- WHAT THE EXERCISE ASKS -
Continue the court opinion on Falero's termination claim against Stryker, starting after its final sentence.
--- Begin PROVIDED TEXT ---
Plaintiff does not deny his failure to meet his development quotas. Instead, he offers reasons to justify his failure. He argues that management set projections so high that many employees were unable to meet their quotas. He also blames his failure on the fact that the company kept reassigning the development markets from his territory. He contends that while his evaluations highlighted the areas he needed to improve, his performance was never described as deficient. He charges that Stryker's support for its allegations of Falero having performance problems are taken out of context, and that, when looking at the evaluations in their entirety, his overall assessment was always good. He protests that several other employees who had overall performance records that were inferior to his were not terminated. All in all, Falero's argument is nothing more than an attempt to point out and emphasize the areas where he performed well over the ones where he did not.
Plaintiff must remember that at this stage of the McDonnell Douglas paradigm he is not assisted by a presumption of discrimination. That is, "the factual inquiry [has proceeded] to a new level of specificity." Burdine, supra, 450 U.S. at 255, 101 S. Ct. 1089. Falero's evidence of pretext is, at most, circumstantial and, even when taken in the light most favorable to Falero's claim, fails to demonstrate that Stryker's asserted reasons are pretextual. The Court cannot second guess the business decisions of an employer, or impose its subjective judgment on which characteristics Stryker should have weighted more than others when evaluating Falero's performance. See Connell v. Bank of Boston, 924 F.2d 1169, 1172 (1st Cir.1991); Rossy v. Roche Prod., 880 F.2d 621, 625 (1st Cir.1989).
--- End PROVIDED TEXT ---
--- Begin GIVEN DATA ---
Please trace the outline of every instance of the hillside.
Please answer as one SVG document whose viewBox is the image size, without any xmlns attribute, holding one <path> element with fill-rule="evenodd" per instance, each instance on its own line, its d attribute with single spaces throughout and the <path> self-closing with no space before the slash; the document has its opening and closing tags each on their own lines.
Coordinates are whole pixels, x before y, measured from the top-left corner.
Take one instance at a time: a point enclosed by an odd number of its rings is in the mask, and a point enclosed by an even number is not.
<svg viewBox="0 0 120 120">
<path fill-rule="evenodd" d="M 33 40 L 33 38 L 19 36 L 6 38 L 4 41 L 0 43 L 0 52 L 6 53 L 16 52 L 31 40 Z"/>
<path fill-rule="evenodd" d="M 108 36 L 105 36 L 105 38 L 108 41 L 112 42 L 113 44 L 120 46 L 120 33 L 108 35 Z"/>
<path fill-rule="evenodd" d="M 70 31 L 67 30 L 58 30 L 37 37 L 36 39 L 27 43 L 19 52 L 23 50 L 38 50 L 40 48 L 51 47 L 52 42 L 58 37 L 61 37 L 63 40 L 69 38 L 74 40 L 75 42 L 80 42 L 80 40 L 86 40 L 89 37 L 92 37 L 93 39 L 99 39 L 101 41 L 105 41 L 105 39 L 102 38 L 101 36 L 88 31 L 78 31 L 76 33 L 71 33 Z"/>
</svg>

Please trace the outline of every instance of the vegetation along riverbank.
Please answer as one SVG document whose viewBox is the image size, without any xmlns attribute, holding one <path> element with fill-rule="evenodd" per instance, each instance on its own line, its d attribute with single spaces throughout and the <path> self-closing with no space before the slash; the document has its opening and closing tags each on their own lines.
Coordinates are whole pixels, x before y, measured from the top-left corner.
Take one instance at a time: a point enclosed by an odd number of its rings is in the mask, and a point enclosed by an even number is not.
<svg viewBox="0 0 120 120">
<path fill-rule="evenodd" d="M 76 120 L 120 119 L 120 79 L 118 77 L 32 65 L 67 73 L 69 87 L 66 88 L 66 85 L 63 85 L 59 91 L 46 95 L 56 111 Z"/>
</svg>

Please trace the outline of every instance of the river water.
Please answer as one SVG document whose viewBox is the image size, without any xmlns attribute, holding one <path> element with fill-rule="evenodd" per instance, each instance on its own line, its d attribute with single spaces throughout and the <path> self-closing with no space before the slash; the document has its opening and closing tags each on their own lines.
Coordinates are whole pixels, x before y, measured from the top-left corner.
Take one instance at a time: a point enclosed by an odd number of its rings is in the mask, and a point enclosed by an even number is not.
--- End GIVEN DATA ---
- WRITTEN RESPONSE -
Nevertheless, even if this Court were to assume arguendo that plaintiff's evidence is enough to establish pretext, plaintiff still fails because there is no evidence to show that the real reason behind his discharge was color discrimination. "Title VII does not grant relief to a plaintiff who has been discharged unfairly, even by the most irrational of [supervisors], unless the facts and circumstances indicate that discriminatory animus was the reason for the decision." Smith, supra, at 16. "Courts may not sit as super personnel departments, assessing the merits or even the rationality of employers' nondiscriminatory decisions." Mesnick v. General Elec. Co., 950 F.2d 816, 825 (1st Cir.1991).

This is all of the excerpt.